Starting at the row that contains "drop a point: the wooden plank" and continuing through the last row, change "wooden plank" to "wooden board" and leave everything else the same.

## Data records
○ ○ ○ ○ ○ ○ ○
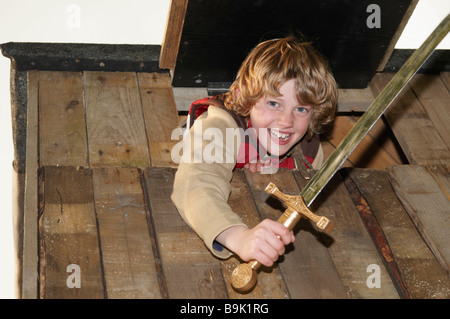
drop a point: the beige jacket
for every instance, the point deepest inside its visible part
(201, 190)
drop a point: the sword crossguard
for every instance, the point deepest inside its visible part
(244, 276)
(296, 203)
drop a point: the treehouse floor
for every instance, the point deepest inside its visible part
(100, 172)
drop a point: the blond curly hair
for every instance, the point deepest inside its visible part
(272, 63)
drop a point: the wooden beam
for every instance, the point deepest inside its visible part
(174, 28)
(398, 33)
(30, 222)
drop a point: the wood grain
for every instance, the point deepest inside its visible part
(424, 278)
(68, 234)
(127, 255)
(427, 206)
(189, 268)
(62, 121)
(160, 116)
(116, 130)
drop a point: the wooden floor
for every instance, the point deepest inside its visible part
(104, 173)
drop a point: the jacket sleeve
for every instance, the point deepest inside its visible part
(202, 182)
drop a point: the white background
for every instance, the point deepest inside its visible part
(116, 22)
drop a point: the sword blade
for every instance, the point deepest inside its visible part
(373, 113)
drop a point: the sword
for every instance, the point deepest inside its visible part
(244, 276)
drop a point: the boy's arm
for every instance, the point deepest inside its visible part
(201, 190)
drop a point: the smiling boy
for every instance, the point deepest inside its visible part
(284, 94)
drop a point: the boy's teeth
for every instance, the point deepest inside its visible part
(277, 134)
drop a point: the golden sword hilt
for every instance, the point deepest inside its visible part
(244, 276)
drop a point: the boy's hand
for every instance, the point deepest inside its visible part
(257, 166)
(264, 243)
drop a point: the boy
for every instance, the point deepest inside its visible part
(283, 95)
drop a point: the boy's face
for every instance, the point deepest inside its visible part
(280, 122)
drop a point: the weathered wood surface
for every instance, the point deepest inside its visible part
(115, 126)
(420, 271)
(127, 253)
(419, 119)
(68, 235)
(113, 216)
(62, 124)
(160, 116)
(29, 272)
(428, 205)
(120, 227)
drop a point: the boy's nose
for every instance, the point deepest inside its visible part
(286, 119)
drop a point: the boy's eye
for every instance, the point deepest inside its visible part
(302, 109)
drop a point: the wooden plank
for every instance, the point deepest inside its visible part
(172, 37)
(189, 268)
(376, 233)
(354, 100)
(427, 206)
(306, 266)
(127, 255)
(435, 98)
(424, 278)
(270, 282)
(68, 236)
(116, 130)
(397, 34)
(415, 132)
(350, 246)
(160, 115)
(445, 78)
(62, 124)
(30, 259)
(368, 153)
○ ○ ○ ○ ○ ○ ○
## Answer to the problem
drop a point: the wooden board
for every instance, the point deepest inside its visible part
(172, 37)
(189, 268)
(376, 233)
(354, 100)
(427, 206)
(306, 266)
(127, 255)
(435, 98)
(424, 278)
(270, 282)
(68, 236)
(116, 130)
(397, 34)
(415, 132)
(350, 246)
(160, 115)
(445, 78)
(62, 124)
(30, 259)
(368, 153)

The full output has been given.